::: TEXTE FOURNI :::

Le compte n'y est pas pour les agriculteurs français. Les blocages se poursuivent, jeudi 1er février, en particulier autour de Paris, où les forces de l'ordre contrôlent les accès au marché de Rungis. Emmanuel Macron doit se rendre à Bruxelles, où la crise agricole européenne s'invite en marge d'un sommet des Vingt-sept.
Le président français s'entretiendra avant 10 h avec la présidente de la Commission européenne Ursula von der Leyen au sujet du "futur de l'agriculture européenne", a annoncé l'Élysée, avant un sommet européen extraordinaire consacré au budget de l'UE et à l'aide à apporter à l'Ukraine.
Les aides dégagées mercredi par le gouvernement français, comme les concessions de la Commission européenne sur les jachères et les importations ukrainiennes, n'ont pas semblé trouver grâce aux yeux de la profession, également mobilisée en Italie, Espagne et Allemagne.
À Bruxelles, des centaines de tracteurs bloquent déjà plusieurs rues de la capitale belge, selon les organisateurs. La principale confédération syndicale agricole italienne, Coldiretti, a annoncé s'y rendre avec un millier de ses membres pour dénoncer "les folies qui menacent l'agriculture".
Mercredi soir, des agriculteurs français et belges ont bloqué "ensemble" un point de la frontière, dénonçant "la distorsion de concurrence" entérinée par les accords de libre-échange, et réclamant "des annonces très fortes" jeudi.
Tensions autour du marché de Rungis
En France, les agriculteurs maintiennent la pression sur les autoroutes aux abords de Paris, où sept points de blocage étaient actifs mercredi soir, entravant l'accès à la capitale sans toutefois l'empêcher.
L'objectif affiché de la Coordination rurale, non suivi par les autres syndicats, d'envahir le marché de Rungis, poumon alimentaire de la région parisienne, s'est esquissé mercredi après-midi : 91 personnes ont été interpellées en fin d'après-midi pour s'être introduites à pied dans l'enceinte du marché de gros, où des "dégradations" ont été commises, selon le préfet de police de Paris.
Mais le convoi de tracteurs visant Rungis n'est pas encore arrivé : une partie, bloquée dans le Loiret par les forces de l'ordre, a décidé d'y passer la nuit, un autre groupe s'est arrêté à Étampes en Essonne.

::: ENREGISTREMENTS FOURNIS :::

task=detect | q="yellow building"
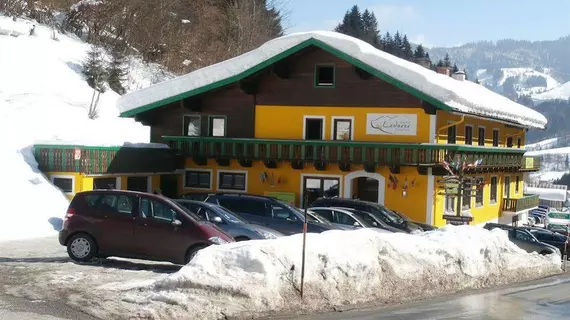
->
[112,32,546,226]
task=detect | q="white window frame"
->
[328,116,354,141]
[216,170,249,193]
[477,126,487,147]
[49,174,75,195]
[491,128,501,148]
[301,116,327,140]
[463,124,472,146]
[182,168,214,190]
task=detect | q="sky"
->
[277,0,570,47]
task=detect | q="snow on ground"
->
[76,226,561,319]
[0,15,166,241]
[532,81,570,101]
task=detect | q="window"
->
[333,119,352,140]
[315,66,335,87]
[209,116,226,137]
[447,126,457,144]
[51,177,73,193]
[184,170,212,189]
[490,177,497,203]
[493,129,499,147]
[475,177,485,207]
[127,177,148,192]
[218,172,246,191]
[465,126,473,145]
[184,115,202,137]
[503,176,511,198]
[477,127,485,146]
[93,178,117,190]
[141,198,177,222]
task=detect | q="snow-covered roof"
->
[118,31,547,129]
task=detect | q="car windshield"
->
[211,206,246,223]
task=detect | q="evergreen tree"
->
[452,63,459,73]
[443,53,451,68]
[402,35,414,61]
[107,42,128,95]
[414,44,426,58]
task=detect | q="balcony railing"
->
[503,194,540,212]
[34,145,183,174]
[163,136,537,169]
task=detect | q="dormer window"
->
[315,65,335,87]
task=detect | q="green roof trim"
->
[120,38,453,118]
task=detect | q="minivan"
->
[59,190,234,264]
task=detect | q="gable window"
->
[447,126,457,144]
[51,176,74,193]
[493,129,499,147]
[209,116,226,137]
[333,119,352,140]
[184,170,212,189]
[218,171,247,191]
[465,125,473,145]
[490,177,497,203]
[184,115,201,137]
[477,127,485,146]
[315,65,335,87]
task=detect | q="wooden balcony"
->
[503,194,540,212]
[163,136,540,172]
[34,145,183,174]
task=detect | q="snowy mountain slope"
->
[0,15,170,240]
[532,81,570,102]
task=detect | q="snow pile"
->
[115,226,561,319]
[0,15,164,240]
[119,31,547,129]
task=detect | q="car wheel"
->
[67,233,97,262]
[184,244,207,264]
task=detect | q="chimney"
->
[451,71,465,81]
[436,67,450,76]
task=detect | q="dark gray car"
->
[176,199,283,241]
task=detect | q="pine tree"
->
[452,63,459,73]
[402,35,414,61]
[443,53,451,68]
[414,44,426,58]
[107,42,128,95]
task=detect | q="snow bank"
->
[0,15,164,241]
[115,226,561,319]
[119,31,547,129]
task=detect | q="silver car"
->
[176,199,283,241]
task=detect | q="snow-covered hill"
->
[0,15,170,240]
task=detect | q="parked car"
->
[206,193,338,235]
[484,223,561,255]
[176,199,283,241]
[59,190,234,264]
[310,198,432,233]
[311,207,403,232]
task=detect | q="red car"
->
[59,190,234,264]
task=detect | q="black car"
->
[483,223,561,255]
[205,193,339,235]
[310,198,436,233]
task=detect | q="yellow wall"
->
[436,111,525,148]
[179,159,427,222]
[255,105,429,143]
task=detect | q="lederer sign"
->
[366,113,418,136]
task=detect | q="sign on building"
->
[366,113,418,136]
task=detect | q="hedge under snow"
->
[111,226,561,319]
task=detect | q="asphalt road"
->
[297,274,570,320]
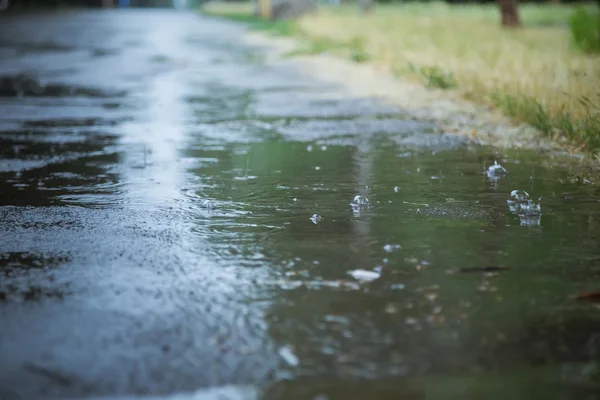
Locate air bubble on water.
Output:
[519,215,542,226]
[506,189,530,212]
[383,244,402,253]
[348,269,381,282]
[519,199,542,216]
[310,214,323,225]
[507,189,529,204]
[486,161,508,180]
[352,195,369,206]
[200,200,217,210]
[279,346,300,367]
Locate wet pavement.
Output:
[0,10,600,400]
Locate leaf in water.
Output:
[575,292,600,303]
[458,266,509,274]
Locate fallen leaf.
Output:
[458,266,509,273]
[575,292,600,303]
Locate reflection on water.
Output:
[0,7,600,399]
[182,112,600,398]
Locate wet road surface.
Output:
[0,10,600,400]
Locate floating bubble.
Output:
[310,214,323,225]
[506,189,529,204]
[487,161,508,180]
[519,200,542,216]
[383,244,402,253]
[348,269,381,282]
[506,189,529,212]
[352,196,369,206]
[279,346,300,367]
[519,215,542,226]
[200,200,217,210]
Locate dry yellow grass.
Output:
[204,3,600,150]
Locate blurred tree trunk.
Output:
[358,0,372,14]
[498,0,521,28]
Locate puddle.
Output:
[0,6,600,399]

:::

» **OBJECTIF**: Recopiez fidèlement le passage de l'article sur la mobilisation des agriculteurs qui commence par « Le compte n'y » et se poursuit jusqu'à « sommet des Vingt-sept. ».

» **RÉSULTAT OBTENU**:
Le compte n'y est pas pour les agriculteurs français. Les blocages se poursuivent, jeudi 1er février, en particulier autour de Paris, où les forces de l'ordre contrôlent les accès au marché de Rungis. Emmanuel Macron doit se rendre à Bruxelles, où la crise agricole européenne s'invite en marge d'un sommet des Vingt-sept.